I tuoi compiti:
(a) Riscrivi il passo del testo sul decreto Salva Precari compreso tra "Se l'abilitazione è" e "di Istruzione.", estremi inclusi, sostituendo "cittadino" con "giovane".
(b) Secondo il testo sul decreto Salva Precari, quanti docenti almeno si potranno assumere con il concorso straordinario abilitante?

Testo da leggere:
Il decreto-legge
"Salva Precari" del 10 ottobre 2019, tanto atteso dai docenti precari e
sostenuto dai Sindacati, autorizza il Ministero dell'Istruzione,
dell'Università e della Ricerca (MIUR) a bandire un concorso
straordinario abilitante per l'assunzione di almeno 24.000 docenti
nella scuola secondaria statale di I e II grado per il prossimo anno
scolastico (il 2020/2021). Vengono esclusi da tale opportunità i
docenti delle 2.200 scuole secondarie pubbliche paritarie. Nonostante
la legge 62/2000 obbliga le scuole paritarie, che svolgono un "servizio
pubblico", rispettano le condizioni richieste per il riconoscimento
della parità e fanno parte del "Sistema nazionale d'istruzione", ad
avvalersi di docenti abilitati, pena la chiusura, lo Stato, cui spetta
il diritto-dovere di abilitare i docenti, non avvia i percorsi che
possano permettere ai giovani laureati di conseguire l'abilitazione
all'insegnamento nella scuola secondaria, potendo poi scegliere la
paritaria. Non si comprende la ragione di tal esclusione.
E' questa una positiva occasione per conseguire l'abilitazione ed
invece si chiudono le porte in faccia a quelle istituzioni che
suppliscono tante carenze delle scuole statali.
Un aspirante docente, dopo la laurea, deve abilitarsi. All'art. 6 del
decreto si legge che il concorso straordinario
abilitante sarà riservato a tutti gli insegnanti con un'anzianità
pregressa di servizio di almeno 3 anni - anche sul sostegno - e di cui
uno nella classe di concorso per la quale affrontano la
selezione. Il servizio è preso in considerazione unicamente se
prestato nelle scuole secondarie statali. Nulla è previsto per i
laureati che lavorano nelle pubbliche paritarie o che potrebbero anche
solo ipotizzarlo...
E' una discriminazione voluta e lucidamente perseguita, che lede il
diritto della persona.
Viene disatteso e tradito, di fatto, quanto dichiarato nella
Carta Costituzionale Costituzione all'art.2: "La Repubblica riconosce e
garantisce i diritti inviolabili dell'uomo, sia come singolo, sia nelle
formazioni sociali ove si svolge la sua personalità, e richiede
l'adempimento dei doveri inderogabili di solidarietà politica,
economica e sociale".
Se l'abilitazione è un diritto per il cittadino laureato della scuola
pubblica statale, deve esserlo anche per il cittadino laureato della
scuola pubblica paritaria. Entrambe appartengono al Servizio Nazionale
di Istruzione.

[Record di origine]
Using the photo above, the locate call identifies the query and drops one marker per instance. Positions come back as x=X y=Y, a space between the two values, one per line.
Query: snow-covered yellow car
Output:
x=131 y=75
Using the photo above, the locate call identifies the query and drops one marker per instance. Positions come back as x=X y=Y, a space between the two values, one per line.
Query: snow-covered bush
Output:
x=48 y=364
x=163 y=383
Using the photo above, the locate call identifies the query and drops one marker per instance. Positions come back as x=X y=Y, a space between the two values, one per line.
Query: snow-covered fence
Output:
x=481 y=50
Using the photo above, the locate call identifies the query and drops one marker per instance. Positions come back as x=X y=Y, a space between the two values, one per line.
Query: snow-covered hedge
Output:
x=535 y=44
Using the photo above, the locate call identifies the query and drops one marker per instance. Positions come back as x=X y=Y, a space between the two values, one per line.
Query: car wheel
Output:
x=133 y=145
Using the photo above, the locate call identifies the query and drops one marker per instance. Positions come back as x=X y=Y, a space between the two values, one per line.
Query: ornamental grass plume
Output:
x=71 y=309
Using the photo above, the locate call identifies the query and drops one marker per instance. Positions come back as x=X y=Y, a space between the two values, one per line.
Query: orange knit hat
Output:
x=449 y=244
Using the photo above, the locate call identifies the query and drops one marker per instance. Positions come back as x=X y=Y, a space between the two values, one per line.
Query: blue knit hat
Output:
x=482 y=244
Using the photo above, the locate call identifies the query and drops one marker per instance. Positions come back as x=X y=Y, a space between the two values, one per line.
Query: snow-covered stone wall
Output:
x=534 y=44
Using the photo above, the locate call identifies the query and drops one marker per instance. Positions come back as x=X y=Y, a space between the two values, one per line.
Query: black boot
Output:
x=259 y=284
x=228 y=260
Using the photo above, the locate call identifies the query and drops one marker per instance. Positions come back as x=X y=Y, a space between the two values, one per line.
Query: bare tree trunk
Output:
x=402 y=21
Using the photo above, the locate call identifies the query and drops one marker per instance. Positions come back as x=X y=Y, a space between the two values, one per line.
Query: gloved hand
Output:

Risposte in ordine:
(a)
Se l'abilitazione è un diritto per il giovane laureato della scuola
pubblica statale, deve esserlo anche per il giovane laureato della
scuola pubblica paritaria. Entrambe appartengono al Servizio Nazionale
di Istruzione.

(b) Almeno 24.000 docenti.